Aim of the exercise. Repeat every record below exactly as written.

↓↓↓

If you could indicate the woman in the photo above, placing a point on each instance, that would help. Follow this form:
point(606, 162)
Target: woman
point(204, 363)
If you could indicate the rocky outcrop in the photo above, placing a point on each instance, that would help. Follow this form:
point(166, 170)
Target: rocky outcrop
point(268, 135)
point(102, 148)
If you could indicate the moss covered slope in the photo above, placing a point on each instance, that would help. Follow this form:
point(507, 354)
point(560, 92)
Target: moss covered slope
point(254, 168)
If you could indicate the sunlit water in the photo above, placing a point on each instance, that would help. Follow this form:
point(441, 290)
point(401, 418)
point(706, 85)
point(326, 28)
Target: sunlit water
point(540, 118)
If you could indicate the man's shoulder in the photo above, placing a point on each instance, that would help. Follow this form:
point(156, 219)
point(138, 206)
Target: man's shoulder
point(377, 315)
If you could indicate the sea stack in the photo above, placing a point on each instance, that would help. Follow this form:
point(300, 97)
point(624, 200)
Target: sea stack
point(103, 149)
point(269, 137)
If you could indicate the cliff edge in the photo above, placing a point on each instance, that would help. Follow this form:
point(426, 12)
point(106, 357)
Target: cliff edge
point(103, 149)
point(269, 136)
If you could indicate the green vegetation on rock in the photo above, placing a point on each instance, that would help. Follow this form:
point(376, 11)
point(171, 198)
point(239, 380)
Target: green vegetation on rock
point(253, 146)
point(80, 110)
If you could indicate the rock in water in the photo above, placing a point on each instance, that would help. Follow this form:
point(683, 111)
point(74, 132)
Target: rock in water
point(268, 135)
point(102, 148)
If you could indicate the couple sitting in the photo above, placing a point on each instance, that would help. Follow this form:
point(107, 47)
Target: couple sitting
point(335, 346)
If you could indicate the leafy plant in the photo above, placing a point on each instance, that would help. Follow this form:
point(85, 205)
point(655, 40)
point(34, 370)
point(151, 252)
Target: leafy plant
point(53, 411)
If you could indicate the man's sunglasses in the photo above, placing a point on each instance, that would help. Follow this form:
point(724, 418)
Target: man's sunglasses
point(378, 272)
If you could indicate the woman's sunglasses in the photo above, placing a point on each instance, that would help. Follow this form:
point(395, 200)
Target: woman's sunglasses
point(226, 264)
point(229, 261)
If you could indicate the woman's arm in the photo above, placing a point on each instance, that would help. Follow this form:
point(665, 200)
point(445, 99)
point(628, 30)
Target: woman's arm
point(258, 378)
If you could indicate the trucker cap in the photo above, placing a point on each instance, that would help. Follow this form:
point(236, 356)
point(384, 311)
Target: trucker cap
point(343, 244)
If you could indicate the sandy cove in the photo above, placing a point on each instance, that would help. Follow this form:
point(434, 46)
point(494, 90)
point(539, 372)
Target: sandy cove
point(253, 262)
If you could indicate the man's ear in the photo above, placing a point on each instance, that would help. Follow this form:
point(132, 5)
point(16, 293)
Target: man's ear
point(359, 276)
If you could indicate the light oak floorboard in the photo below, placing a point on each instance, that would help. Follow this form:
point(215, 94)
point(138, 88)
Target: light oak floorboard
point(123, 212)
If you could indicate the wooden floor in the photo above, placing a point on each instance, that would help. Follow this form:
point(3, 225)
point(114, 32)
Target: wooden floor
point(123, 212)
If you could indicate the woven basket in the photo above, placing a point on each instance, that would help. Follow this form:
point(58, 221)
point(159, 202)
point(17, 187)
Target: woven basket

↑↑↑

The solution.
If you could indicate the woman in the photo above, placing a point on each instance, that would help. Follow this form:
point(606, 162)
Target: woman
point(204, 363)
If you could indicate the rocky outcrop in the photo above, placing a point on each instance, that would help. Follow this form:
point(166, 170)
Target: rocky outcrop
point(268, 135)
point(102, 148)
If you could indicate the moss covered slope in the photo above, placing a point on each instance, that would help. Follow this form:
point(507, 354)
point(560, 92)
Target: moss covered slope
point(254, 168)
If you could indicate the sunlit water in the photo above, placing a point on each instance, that would help. Follow this form:
point(441, 290)
point(401, 418)
point(706, 85)
point(326, 28)
Target: sunlit water
point(540, 118)
If you could indicate the man's shoulder in the photo above, placing a point on each instance, that would help. Follow this form:
point(156, 219)
point(138, 206)
Target: man's shoulder
point(377, 315)
If you could indicate the sea stack in the photo above, placing a point on each instance, that would help. Follow this form:
point(300, 97)
point(624, 200)
Target: sea stack
point(103, 149)
point(269, 137)
If you could indicate the cliff edge in the photo above, placing a point on each instance, that would help. Follow this form:
point(426, 12)
point(106, 357)
Target: cliff edge
point(103, 149)
point(269, 136)
If you could indicate the green vegetation on rock in the photo above, placing a point on each instance, that would help. Follow this form:
point(376, 11)
point(171, 198)
point(239, 380)
Target: green vegetation on rock
point(253, 146)
point(80, 110)
If you could indicate the rock in water in the photo above, placing a point on each instance, that would help. Follow this form:
point(683, 111)
point(74, 132)
Target: rock in water
point(268, 135)
point(102, 148)
If you could indicate the couple sitting in the photo above, placing a point on each instance, that would help. Follow this form:
point(107, 47)
Target: couple sitting
point(335, 346)
If you could indicate the leafy plant in the photo above, placing a point on each instance, that would help. Follow this form:
point(85, 205)
point(655, 40)
point(34, 370)
point(151, 252)
Target: leafy plant
point(53, 411)
If you could indicate the man's sunglasses in the photo above, placing a point on each instance, that would help. Follow this form:
point(724, 418)
Target: man's sunglasses
point(378, 272)
If you could indicate the woman's sunglasses in the photo above, placing a point on each instance, that would help. Follow this form:
point(395, 200)
Target: woman's sunglasses
point(226, 264)
point(229, 261)
If you could indicate the woman's arm in the photo above, placing a point on each instance, that would help. Follow this form:
point(665, 200)
point(445, 99)
point(628, 30)
Target: woman's arm
point(258, 378)
If you could indicate the trucker cap in the photo above, placing a point on each instance, that would help. Follow this form:
point(236, 356)
point(384, 311)
Target: trucker cap
point(343, 244)
If you could indicate the sandy cove in the photo above, placing a point on each instance, that would help. Follow this form:
point(434, 46)
point(494, 90)
point(539, 372)
Target: sandy cove
point(253, 262)
If you could indicate the man's ear in the photo above, placing a point on each instance, that would help. Follow this form:
point(132, 5)
point(16, 293)
Target: man's ear
point(359, 276)
If you could indicate the light oak floorboard in the photo below, placing a point on each instance, that would help. Follow this form:
point(215, 94)
point(138, 88)
Target: light oak floorboard
point(123, 212)
If you could indicate the wooden floor in the photo above, placing a point on each instance, that would help. Follow this form:
point(3, 225)
point(114, 32)
Target: wooden floor
point(123, 212)
If you could indicate the woven basket in the photo above, placing a point on each instance, that would help. Follow this form:
point(58, 221)
point(159, 202)
point(17, 187)
Target: woven basket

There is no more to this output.